[Dataset entries]
═══

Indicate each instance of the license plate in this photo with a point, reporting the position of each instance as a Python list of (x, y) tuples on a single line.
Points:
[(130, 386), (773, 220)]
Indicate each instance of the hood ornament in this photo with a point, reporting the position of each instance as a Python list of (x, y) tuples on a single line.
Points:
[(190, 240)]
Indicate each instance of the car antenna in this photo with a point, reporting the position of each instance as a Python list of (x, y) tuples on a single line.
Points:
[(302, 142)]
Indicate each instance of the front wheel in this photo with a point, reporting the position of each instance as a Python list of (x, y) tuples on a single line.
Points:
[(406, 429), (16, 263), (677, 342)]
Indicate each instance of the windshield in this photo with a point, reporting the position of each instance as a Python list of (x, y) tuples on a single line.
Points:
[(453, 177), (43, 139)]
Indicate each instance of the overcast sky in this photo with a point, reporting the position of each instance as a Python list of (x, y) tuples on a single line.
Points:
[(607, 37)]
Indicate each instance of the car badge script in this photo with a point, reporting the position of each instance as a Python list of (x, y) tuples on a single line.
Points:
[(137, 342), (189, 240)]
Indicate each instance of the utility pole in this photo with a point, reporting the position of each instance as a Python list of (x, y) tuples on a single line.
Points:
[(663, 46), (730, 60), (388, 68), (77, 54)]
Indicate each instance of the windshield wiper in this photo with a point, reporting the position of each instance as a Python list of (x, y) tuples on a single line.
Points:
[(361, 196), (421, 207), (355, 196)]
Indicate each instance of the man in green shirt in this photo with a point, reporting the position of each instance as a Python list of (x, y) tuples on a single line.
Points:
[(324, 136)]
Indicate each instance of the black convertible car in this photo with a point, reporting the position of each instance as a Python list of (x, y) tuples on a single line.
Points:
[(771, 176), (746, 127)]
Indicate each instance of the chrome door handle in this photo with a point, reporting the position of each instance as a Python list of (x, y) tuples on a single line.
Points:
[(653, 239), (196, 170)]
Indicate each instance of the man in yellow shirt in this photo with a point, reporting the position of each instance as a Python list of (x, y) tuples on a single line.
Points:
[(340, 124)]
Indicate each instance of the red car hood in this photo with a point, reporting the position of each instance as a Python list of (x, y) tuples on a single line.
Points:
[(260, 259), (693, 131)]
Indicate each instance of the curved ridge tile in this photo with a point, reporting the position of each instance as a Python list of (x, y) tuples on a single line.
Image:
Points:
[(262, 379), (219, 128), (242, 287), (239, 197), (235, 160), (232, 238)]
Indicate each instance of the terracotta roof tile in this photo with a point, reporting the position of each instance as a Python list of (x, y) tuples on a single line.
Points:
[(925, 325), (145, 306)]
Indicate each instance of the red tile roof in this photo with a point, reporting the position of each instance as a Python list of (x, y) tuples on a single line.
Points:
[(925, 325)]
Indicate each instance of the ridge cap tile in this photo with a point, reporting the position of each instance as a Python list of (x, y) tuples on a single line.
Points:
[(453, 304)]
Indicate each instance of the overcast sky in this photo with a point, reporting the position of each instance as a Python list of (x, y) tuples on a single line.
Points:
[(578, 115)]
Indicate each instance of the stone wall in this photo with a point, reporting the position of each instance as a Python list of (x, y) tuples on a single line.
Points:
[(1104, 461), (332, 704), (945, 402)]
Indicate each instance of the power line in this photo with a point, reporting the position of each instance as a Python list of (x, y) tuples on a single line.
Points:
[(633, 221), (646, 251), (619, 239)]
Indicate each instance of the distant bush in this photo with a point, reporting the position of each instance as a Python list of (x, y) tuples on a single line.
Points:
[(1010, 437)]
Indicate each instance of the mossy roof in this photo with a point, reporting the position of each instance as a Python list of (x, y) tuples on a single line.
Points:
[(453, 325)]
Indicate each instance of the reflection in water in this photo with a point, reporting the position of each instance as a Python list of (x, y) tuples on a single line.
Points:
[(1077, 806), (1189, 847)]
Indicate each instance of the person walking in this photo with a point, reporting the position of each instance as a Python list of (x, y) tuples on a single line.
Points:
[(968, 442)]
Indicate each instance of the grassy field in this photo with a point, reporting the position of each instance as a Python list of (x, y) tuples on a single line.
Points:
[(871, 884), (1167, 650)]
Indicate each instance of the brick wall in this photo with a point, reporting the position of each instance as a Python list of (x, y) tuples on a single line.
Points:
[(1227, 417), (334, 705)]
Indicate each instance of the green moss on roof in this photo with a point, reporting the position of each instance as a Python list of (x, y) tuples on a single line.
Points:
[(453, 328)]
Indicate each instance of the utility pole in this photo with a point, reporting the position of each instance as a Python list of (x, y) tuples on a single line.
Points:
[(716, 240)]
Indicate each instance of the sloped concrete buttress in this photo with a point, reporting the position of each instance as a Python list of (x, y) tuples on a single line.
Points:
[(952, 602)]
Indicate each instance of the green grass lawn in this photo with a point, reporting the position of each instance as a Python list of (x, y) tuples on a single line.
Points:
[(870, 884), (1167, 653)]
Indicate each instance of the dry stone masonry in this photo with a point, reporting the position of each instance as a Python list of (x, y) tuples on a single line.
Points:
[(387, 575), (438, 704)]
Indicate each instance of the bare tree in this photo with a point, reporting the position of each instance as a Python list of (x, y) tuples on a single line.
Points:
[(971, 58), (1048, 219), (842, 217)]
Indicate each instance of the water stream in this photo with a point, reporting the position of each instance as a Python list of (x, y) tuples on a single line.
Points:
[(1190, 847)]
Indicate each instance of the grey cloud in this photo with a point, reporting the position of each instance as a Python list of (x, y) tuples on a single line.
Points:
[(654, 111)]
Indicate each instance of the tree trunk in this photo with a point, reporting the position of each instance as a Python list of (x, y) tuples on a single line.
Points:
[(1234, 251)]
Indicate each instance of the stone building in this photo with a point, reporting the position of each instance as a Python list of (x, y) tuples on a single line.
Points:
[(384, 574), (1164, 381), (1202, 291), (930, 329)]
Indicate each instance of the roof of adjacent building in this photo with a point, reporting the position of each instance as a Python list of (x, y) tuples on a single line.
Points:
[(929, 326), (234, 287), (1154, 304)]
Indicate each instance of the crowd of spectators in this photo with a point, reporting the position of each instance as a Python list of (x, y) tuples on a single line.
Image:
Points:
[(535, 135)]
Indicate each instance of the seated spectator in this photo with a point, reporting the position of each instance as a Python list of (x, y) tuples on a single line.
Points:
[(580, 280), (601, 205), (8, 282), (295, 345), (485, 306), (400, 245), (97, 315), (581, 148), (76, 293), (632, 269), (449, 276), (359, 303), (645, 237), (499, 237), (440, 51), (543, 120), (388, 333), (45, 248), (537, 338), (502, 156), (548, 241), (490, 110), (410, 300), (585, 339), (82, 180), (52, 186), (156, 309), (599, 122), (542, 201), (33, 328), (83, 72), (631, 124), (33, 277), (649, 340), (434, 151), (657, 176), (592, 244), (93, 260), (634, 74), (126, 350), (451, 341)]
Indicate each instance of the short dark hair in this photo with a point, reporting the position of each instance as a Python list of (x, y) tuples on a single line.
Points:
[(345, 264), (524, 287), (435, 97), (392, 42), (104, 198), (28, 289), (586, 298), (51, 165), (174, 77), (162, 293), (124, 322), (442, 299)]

═══

> [Work required]: For each line in the data that holds the word "water", copy the line.

> [Answer to this exercise]:
Indicate each instance of the reflection in water in this photo with a point, reporting the position of each instance as a Python list of (x, y) tuples on a single line.
Indicate each instance of the water stream in this photo with a point, reporting the position of each instance as a Python list of (x, y) tuples on a single line.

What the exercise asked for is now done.